>> start RECORD SET

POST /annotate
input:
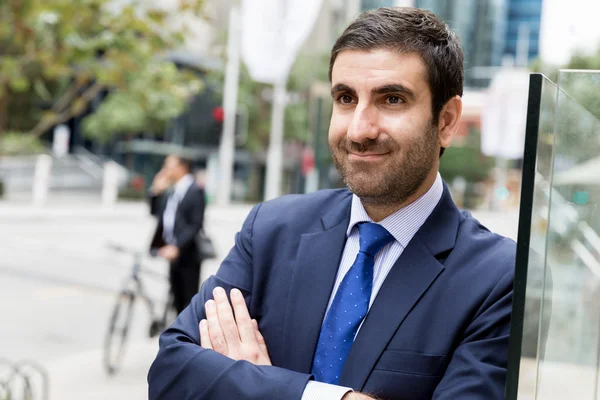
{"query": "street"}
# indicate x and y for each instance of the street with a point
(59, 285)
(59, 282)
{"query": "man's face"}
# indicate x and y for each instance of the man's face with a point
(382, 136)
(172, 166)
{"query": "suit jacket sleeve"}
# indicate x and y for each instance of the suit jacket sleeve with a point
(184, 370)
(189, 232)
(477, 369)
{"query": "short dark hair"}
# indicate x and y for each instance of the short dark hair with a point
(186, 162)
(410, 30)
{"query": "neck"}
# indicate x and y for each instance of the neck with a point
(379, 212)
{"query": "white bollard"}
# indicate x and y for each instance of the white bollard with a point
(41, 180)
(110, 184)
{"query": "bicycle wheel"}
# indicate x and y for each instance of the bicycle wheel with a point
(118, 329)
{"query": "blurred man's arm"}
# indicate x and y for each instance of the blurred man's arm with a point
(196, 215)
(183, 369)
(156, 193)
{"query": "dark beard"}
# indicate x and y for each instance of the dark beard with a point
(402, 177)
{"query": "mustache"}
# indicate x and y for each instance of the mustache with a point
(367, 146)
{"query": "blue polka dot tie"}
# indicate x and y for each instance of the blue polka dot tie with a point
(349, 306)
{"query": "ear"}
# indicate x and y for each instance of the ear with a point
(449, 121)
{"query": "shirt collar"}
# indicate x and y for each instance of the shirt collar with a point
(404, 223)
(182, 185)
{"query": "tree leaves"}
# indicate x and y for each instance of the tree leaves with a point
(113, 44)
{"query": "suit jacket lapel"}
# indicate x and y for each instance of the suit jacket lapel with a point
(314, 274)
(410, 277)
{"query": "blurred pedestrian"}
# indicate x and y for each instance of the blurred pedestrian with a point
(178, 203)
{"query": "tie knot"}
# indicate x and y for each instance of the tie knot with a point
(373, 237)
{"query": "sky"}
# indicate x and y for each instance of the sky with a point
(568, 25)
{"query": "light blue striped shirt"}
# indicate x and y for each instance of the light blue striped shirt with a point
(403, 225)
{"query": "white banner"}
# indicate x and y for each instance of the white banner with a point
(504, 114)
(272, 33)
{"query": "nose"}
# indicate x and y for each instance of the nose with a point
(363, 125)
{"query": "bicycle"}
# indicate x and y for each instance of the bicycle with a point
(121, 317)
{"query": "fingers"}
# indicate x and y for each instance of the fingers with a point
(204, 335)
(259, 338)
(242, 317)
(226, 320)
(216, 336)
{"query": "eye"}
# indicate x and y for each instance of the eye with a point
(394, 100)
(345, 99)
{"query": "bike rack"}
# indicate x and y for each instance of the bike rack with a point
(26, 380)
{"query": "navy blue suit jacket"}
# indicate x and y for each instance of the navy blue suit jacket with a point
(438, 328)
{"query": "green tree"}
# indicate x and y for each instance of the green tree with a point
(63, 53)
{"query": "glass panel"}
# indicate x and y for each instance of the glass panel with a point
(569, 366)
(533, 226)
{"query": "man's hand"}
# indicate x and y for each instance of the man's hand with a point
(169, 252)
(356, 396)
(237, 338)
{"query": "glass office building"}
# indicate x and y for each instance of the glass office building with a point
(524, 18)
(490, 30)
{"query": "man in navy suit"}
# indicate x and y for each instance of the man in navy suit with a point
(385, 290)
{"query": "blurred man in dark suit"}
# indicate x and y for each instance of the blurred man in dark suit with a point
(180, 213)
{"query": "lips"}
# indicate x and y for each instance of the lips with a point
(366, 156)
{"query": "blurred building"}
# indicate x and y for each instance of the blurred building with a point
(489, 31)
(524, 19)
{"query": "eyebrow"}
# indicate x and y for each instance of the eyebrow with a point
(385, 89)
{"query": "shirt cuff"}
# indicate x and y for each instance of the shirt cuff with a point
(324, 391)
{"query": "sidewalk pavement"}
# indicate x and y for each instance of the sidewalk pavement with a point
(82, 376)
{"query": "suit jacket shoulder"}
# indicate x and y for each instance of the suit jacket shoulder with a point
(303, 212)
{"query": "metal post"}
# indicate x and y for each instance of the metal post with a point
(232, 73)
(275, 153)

>> end RECORD SET

◆ AIM OF THE EXERCISE: Could you repeat all of the material exactly? Pictures should not be copied.

◆ SOLUTION FOR THIS PROBLEM:
POST /annotate
input:
{"query": "street"}
# indicate x and y for each instance of the street with a point
(59, 285)
(59, 282)
{"query": "man's face"}
# indicate x and y for each instance of the man's face with a point
(382, 136)
(172, 166)
{"query": "suit jacket sleeve"}
# indicate x and y for each instance of the suit jacket sleeve with a point
(184, 370)
(189, 232)
(477, 369)
{"query": "short dark hair"}
# indicate x and y for each instance of the short dark hair with a point
(186, 162)
(410, 30)
{"query": "neck"}
# indicate x and y for each instance of the neck with a point
(379, 212)
{"query": "white bollard"}
# indicate x and y for each instance of the white bollard with a point
(41, 180)
(110, 184)
{"query": "bicycle wheel"}
# indicate x and y for each instance of the bicycle wheel with a point
(118, 329)
{"query": "blurred man's arm"}
# indicate x and y for each instance of the blurred man's arm with a point
(196, 215)
(183, 369)
(156, 193)
{"query": "dark beard"}
# indicate x and y for each instance of the dark beard with a point
(402, 177)
{"query": "mustache"}
# indicate x and y for each instance of the mustache with a point
(367, 146)
{"query": "blue polka dot tie"}
# indicate x and y for each instance of the blue polka dot tie with a point
(349, 306)
{"query": "ear"}
# indicate x and y for each instance of the ear with a point
(449, 121)
{"query": "shirt collar"}
# indicate x and y for each instance of the shirt collar with a point
(404, 223)
(182, 185)
{"query": "tree leaves"}
# indicate x and y for each instance of the tree leaves with a point
(113, 44)
{"query": "suit jacket lapel"}
# indicate x and y for each instance of the suit jacket lapel with a point
(314, 274)
(410, 277)
{"query": "blurred pedestrian"}
# indicate x and y for each instance of the blurred pedestrian with a point
(178, 203)
{"query": "tie knot"}
# indicate x and y for each instance of the tie knot with a point
(373, 237)
{"query": "sky"}
# indicate x and y for each instance of the sky with a point
(568, 25)
{"query": "light blue striped shirt"}
# indicate x and y for each instance of the light blue striped shirt with a point
(403, 225)
{"query": "white banner"}
# indicate x and y for each instance of the white banner with a point
(504, 114)
(272, 33)
{"query": "nose"}
# indicate x and y for each instance of the nose with a point
(363, 125)
{"query": "bicycle"}
# indicate x and y for each instance of the bicycle with a point
(121, 317)
{"query": "fingers"}
# indicate x and y for each instance of the fingers with a point
(204, 335)
(259, 338)
(242, 317)
(226, 320)
(216, 336)
{"query": "eye"}
# indicate x and y for each instance of the eye with a point
(394, 100)
(345, 99)
{"query": "bike rack"}
# indicate x and y for each instance of the bike rack with a point
(26, 380)
{"query": "navy blue suit jacket"}
# indicate x and y for each instance of the navy blue suit jacket with a point
(438, 328)
{"query": "green tree"}
# indicate x and y for each instance of the green tree with a point
(63, 53)
{"query": "glass panel"}
# indicate x and y for each instance of the glass panel with a point
(569, 366)
(533, 226)
{"query": "man's hand"}
# indicate x and y for each instance of the man's hand with a point
(169, 252)
(356, 396)
(237, 338)
{"query": "glass office building"}
# indicate x and y for each instance of the glass office building with a point
(524, 18)
(490, 30)
{"query": "man in navy suit"}
# indicate x and y for each instance of the man in navy suit with a point
(385, 290)
{"query": "blurred man in dark suit"}
# indicate x and y for each instance of the blurred man in dark suit with a point
(180, 213)
{"query": "lips"}
# indicate x and y for each instance of the lips with a point
(366, 156)
{"query": "blurred building"}
# indicate x and y for each instance of the blurred building with a point
(489, 31)
(524, 19)
{"query": "eyebrow"}
# indicate x and y for each instance of the eyebrow with a point
(385, 89)
{"query": "shirt cuff"}
# indicate x and y for each instance of the shirt cuff with a point
(324, 391)
{"query": "sidewalk pavement"}
# indicate x and y for each instance of the sidewalk pavement with a point
(82, 376)
{"query": "suit jacket shoulder"}
# indicate x and y for each instance of the suit jacket shoulder with a point
(303, 212)
{"query": "metal post"}
# indicate x and y for each instance of the metal post with a point
(232, 73)
(275, 153)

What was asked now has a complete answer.